#### Document excerpt

Two questions need exploring.  First, to what extent did Jane, as a young, unmarried woman, know of the history of estate ownership and the need to resort to legal processes when buying, selling, or exchanging land or when an heir reached twenty-one?  Second, to what extent was she privy to the intense family discussions and the legal advice received by Edward from his lawyers?  The only sources to answer these questions are various legal documents relating to the Chawton estate and Jane Austen’s letters and novels written during the period of Edward’s legal battle against the Hintons and the Baverstocks.

 

There were two ways to pass on a freehold estate through inheritance.  The first method was by “fee simple,” where there were no limitations on what happened subsequently to the land.  As no conditions were attached to the inheritance, the beneficiary could sell, develop, or gamble it away, or bequeath it to whomsoever he wanted.  The second method was by “fee tail,” where the estate was entailed and hence could only descend linearly to the grantee’s heir and their heirs.  The inheritor could not break up the property in his lifetime or choose the person to whom he bequeathed it.  He therefore had a life interest only.  Entails could only be barred by an Act of Parliament.  Although a successful business women, Elizabeth Knight, following the norms of the age and the advice of her lawyers, restricted the succession to tail male rather than tail general, which recognized female succession.  In Pride and Prejudice, Lady Catherine de Bourgh’s female relatives did not suffer the fate of the Bennet daughters as Rosings was not entailed away from the female line.  Tail general was problematic.  Daughters inherited in common—that is, the estate was shared among them.  In Emma, Hartfield is shared equally between Emma and Isabella.  On marriage, unless barred by the marriage settlement, the husband became the legal owner of his wife’s assets, so there was also a need to deter fortune hunters like Wickham.  A strict entail tail male prevented distant relatives like cousins from inheriting.  As Elizabeth Knight had no children or near relatives, she would have been aware that male heirs were not assured and that therefore provision must be made in such an event.

########

Set problem 1:
In the passage on estate inheritance, what was the only way an entail could be barred?

#### Material for this task

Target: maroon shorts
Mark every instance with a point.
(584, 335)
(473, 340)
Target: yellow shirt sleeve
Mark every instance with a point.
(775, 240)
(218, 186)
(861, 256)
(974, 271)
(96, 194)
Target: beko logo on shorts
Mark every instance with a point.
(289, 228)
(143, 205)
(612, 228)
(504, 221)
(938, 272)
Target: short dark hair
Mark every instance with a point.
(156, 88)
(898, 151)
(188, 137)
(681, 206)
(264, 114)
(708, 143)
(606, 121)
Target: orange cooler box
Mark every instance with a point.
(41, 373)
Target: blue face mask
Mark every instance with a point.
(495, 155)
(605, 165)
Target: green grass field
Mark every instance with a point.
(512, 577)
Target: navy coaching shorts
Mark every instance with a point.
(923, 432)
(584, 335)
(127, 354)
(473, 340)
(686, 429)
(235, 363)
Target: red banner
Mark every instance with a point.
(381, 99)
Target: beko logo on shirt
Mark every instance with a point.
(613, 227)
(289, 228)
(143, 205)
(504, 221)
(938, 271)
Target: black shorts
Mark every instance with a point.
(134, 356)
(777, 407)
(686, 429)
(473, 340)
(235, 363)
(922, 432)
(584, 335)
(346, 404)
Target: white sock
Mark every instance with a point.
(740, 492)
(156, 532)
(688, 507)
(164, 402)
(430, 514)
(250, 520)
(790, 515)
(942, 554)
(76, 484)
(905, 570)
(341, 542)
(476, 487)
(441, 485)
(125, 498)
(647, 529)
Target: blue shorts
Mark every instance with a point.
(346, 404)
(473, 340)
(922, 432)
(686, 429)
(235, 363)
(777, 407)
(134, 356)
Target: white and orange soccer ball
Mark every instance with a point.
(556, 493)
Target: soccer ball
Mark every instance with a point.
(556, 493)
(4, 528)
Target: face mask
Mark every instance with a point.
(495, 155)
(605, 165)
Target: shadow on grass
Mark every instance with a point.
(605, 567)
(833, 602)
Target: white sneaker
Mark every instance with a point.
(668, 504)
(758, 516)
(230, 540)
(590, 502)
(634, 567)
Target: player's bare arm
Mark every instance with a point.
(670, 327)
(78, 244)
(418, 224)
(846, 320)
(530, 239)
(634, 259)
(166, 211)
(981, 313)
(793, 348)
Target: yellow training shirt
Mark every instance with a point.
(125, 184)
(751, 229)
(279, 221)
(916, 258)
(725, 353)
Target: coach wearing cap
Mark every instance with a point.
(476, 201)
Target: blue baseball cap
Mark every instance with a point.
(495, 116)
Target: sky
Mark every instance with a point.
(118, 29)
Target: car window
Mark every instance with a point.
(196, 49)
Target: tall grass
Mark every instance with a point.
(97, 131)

########

Set problem 2:
Please locate each line in the entries that contains the string "yellow" and copy those lines.

Full response 1:
By an Act of Parliament.

Full response 2:
Target: yellow shirt sleeve
Target: yellow training shirt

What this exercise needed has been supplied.